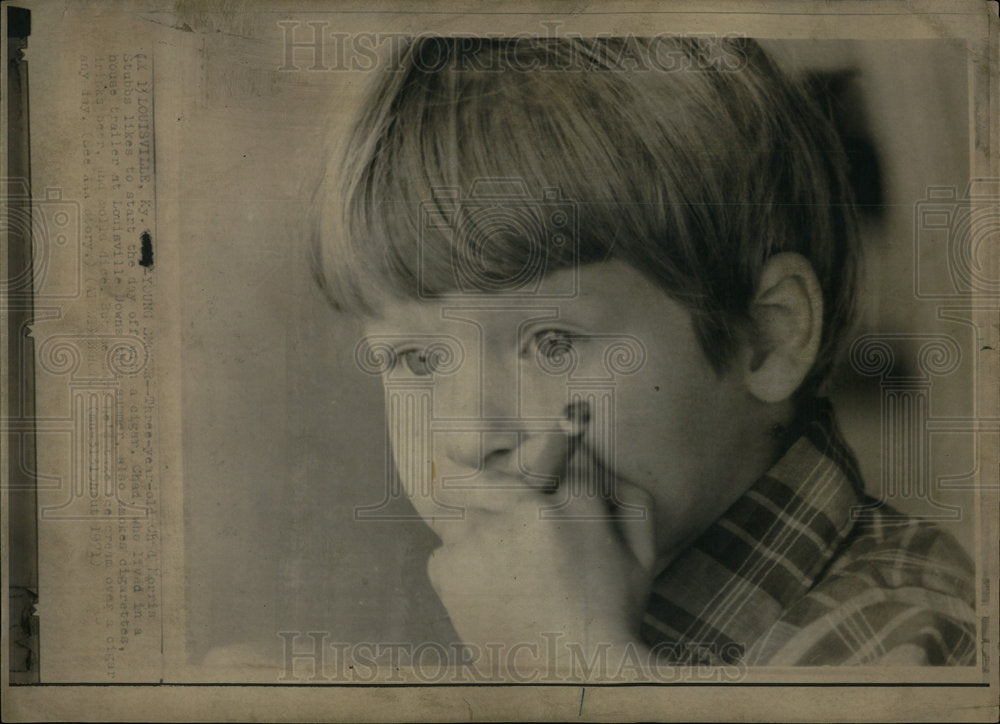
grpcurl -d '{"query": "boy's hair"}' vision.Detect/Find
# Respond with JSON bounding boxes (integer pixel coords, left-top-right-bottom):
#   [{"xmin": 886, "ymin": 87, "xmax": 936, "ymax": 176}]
[{"xmin": 315, "ymin": 36, "xmax": 857, "ymax": 392}]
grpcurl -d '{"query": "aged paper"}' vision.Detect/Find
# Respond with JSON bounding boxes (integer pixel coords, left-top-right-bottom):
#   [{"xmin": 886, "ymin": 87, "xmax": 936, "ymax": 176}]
[{"xmin": 0, "ymin": 0, "xmax": 1000, "ymax": 721}]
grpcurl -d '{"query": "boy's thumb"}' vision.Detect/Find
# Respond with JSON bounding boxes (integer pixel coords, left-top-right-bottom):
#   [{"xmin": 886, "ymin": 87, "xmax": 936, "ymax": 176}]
[{"xmin": 613, "ymin": 481, "xmax": 656, "ymax": 575}]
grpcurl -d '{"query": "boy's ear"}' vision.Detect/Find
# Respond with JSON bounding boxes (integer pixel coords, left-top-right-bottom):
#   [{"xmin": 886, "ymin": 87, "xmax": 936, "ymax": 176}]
[{"xmin": 744, "ymin": 252, "xmax": 823, "ymax": 402}]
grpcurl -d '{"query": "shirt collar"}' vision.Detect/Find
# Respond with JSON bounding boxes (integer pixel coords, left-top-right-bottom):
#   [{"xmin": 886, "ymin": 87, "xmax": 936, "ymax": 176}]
[{"xmin": 642, "ymin": 399, "xmax": 863, "ymax": 662}]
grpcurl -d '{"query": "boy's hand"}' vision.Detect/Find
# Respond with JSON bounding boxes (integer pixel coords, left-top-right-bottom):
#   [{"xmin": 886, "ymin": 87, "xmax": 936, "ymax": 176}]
[{"xmin": 414, "ymin": 436, "xmax": 653, "ymax": 673}]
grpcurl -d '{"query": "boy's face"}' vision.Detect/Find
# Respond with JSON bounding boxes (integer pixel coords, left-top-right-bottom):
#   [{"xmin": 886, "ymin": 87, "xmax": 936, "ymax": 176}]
[{"xmin": 366, "ymin": 261, "xmax": 761, "ymax": 560}]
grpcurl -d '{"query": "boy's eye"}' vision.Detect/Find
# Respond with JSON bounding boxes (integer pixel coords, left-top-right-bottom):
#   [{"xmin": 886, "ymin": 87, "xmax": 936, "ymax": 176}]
[{"xmin": 397, "ymin": 349, "xmax": 434, "ymax": 377}]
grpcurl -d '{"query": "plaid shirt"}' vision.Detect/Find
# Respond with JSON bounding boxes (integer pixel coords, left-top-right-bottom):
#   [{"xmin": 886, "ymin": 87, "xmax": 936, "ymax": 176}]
[{"xmin": 642, "ymin": 400, "xmax": 976, "ymax": 666}]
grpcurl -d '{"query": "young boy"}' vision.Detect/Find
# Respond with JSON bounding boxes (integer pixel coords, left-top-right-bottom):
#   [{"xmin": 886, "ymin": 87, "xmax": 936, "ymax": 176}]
[{"xmin": 318, "ymin": 37, "xmax": 975, "ymax": 673}]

__________________________________________________

TASK INSTRUCTIONS — Keep the pictures out and write out the records exactly.

FINAL RESULT —
grpcurl -d '{"query": "boy's hair"}' vision.Detect/Find
# Respond with JSON bounding boxes (integer pixel coords, left-top-right-bottom):
#   [{"xmin": 886, "ymin": 87, "xmax": 936, "ymax": 176}]
[{"xmin": 315, "ymin": 36, "xmax": 857, "ymax": 392}]
grpcurl -d '{"query": "aged paper"}' vision.Detect/Find
# Respond with JSON bounding boxes (integer pixel coords, left-top-right-bottom):
#   [{"xmin": 886, "ymin": 87, "xmax": 936, "ymax": 176}]
[{"xmin": 0, "ymin": 0, "xmax": 1000, "ymax": 721}]
grpcurl -d '{"query": "boy's thumb"}' vision.Detect/Find
# Respond with JSON bounding boxes (integer pixel coords, left-top-right-bottom):
#   [{"xmin": 886, "ymin": 87, "xmax": 936, "ymax": 176}]
[{"xmin": 613, "ymin": 481, "xmax": 656, "ymax": 575}]
grpcurl -d '{"query": "boy's ear"}' vision.Detect/Find
# Respond with JSON bounding boxes (integer pixel coords, left-top-right-bottom):
#   [{"xmin": 886, "ymin": 87, "xmax": 936, "ymax": 176}]
[{"xmin": 744, "ymin": 252, "xmax": 823, "ymax": 402}]
grpcurl -d '{"query": "shirt collar"}' vision.Detect/Find
# Respond with JSON bounding boxes (integer pixel coords, left-top-right-bottom):
#   [{"xmin": 886, "ymin": 87, "xmax": 936, "ymax": 176}]
[{"xmin": 642, "ymin": 399, "xmax": 863, "ymax": 662}]
grpcurl -d '{"query": "boy's hand"}' vision.Detect/Find
# Respond with JSON bounding boxes (integer pixel coords, left-top-right-bottom):
#   [{"xmin": 886, "ymin": 87, "xmax": 936, "ymax": 176}]
[{"xmin": 414, "ymin": 436, "xmax": 653, "ymax": 673}]
grpcurl -d '{"query": "boy's face"}' vision.Detect/Find
# Respond with JSON bounding boxes (integer pixel coords, left-top-right-bottom):
#   [{"xmin": 886, "ymin": 87, "xmax": 936, "ymax": 176}]
[{"xmin": 366, "ymin": 261, "xmax": 761, "ymax": 560}]
grpcurl -d '{"query": "boy's eye"}' vision.Detect/Find
# Respond with JSON bounding boxes (integer pixel coords, left-top-right-bottom):
#   [{"xmin": 886, "ymin": 87, "xmax": 936, "ymax": 176}]
[{"xmin": 397, "ymin": 349, "xmax": 434, "ymax": 377}]
grpcurl -d '{"query": "plaid shirt"}' vision.Detect/Find
# Respond with JSON bounding boxes (integer pixel coords, left-top-right-bottom):
#   [{"xmin": 886, "ymin": 87, "xmax": 936, "ymax": 176}]
[{"xmin": 642, "ymin": 400, "xmax": 976, "ymax": 666}]
grpcurl -d '{"query": "young boy"}' vision.Detect/Find
# Respond with JSON bounding boxes (integer pixel coords, left-top-right-bottom):
#   [{"xmin": 886, "ymin": 87, "xmax": 936, "ymax": 176}]
[{"xmin": 318, "ymin": 37, "xmax": 975, "ymax": 673}]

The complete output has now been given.